Excerpted text:
☆ ☆ ☆ ☆

For context, you need to understand how unusual this is. Over my 40+ year career in primary care, the rule is that patients with (what are to me, at least) obvious behaviorally driven symptoms that make no sense for any particular diagnosis that would explain everything are never told their problem are psychosomatic, but, rather, accumulate more and more diagnoses by multiple specialists to explain the symptoms that fall within their area of expertise. Shortness of breath? You must have asthma. Fatigue? You must have thyroid issues. Aches and pains? You have mild lupus or fibromyalgia. Abdominal pain? You have H pylori. Diarrhea? You have IBS. And so on and on. A dozen diagnoses from a dozen specialists, an incredible number of tests, often repeated multiple times although negative except clinically insignificant minor abnormalities, a full page of meds, most of which are sedating and add up to being overmedicated and sluggish, patients are far worse off. My best work through the years had been undiagnosing and stopping excessive, ineffective meds and explaining that the problem is driven by anxiety, which I can treat effectively, something that I think everyone before me even knew, but didn’t want to say, preferring instead to pass the patient on to yet another so-called expert.
And rarely along comes someone who simply doesn’t fit that pattern – no long, long history of symptoms, no behavioral red flags, with an abrupt onset of symptoms, often fortunately coincidental with a medication that can be stopped, but sometimes following an acute illness, a diagnostic misadventure, accident, or, as in this case, an immunization, and the same physicians who would never diagnose a psych problem in the obviously behaviorally challenged seemingly can’t wait to dismiss the patient who isn’t as crazy. It’s uncanny how backwards we get this.
Thank you for your very insightful comment. Sadly, this is so incredibly true.

☆ ☆ ☆ ☆

Data extracts:
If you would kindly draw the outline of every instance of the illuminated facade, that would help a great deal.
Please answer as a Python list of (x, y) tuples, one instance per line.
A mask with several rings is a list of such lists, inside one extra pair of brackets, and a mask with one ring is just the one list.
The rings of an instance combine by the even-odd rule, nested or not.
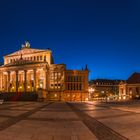
[(127, 81), (119, 86), (120, 99), (140, 98), (140, 73), (133, 73)]
[(25, 42), (19, 51), (4, 56), (0, 66), (0, 91), (44, 93), (49, 100), (84, 101), (88, 97), (88, 69), (66, 70), (54, 64), (52, 51), (30, 47)]

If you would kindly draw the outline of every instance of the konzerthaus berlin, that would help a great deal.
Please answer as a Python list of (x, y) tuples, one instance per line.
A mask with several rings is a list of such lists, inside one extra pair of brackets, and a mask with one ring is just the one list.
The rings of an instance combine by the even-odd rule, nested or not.
[(88, 100), (88, 68), (67, 70), (54, 64), (50, 49), (33, 49), (25, 42), (19, 51), (4, 56), (0, 66), (0, 91), (40, 93), (50, 100)]

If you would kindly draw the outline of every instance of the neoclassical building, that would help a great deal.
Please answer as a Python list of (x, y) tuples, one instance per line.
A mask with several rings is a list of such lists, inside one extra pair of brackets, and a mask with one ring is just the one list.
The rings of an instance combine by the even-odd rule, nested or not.
[(33, 49), (25, 42), (21, 49), (4, 56), (0, 66), (0, 91), (36, 93), (49, 100), (88, 100), (88, 68), (67, 70), (54, 64), (50, 49)]
[(140, 73), (133, 73), (128, 80), (119, 85), (120, 99), (140, 98)]

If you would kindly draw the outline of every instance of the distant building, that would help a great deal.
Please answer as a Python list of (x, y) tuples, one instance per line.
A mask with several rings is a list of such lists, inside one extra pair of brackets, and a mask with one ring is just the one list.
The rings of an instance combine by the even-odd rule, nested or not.
[(118, 98), (119, 84), (122, 80), (96, 79), (89, 82), (89, 89), (93, 89), (91, 98)]
[(48, 100), (84, 101), (88, 97), (88, 68), (67, 70), (54, 64), (50, 49), (33, 49), (29, 42), (4, 56), (0, 66), (0, 91), (40, 93)]
[(120, 99), (132, 99), (140, 97), (140, 73), (133, 73), (126, 82), (119, 86)]

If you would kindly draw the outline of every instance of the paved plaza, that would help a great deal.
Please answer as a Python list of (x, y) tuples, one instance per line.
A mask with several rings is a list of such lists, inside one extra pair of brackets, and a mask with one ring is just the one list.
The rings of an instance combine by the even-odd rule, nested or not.
[(140, 102), (4, 102), (1, 140), (140, 140)]

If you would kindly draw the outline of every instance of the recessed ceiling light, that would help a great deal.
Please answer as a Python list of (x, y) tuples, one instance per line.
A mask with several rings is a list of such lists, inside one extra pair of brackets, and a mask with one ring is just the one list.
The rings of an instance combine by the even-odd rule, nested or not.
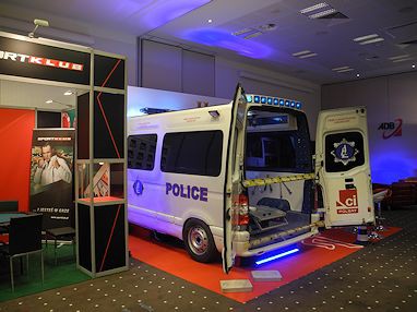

☆ ☆ ☆ ☆

Problem:
List every symptom that the comment on primary care follows with a diagnosis from "You must have" or "You have".

Task solution:
Shortness of breath, fatigue, aches and pains, abdominal pain, diarrhea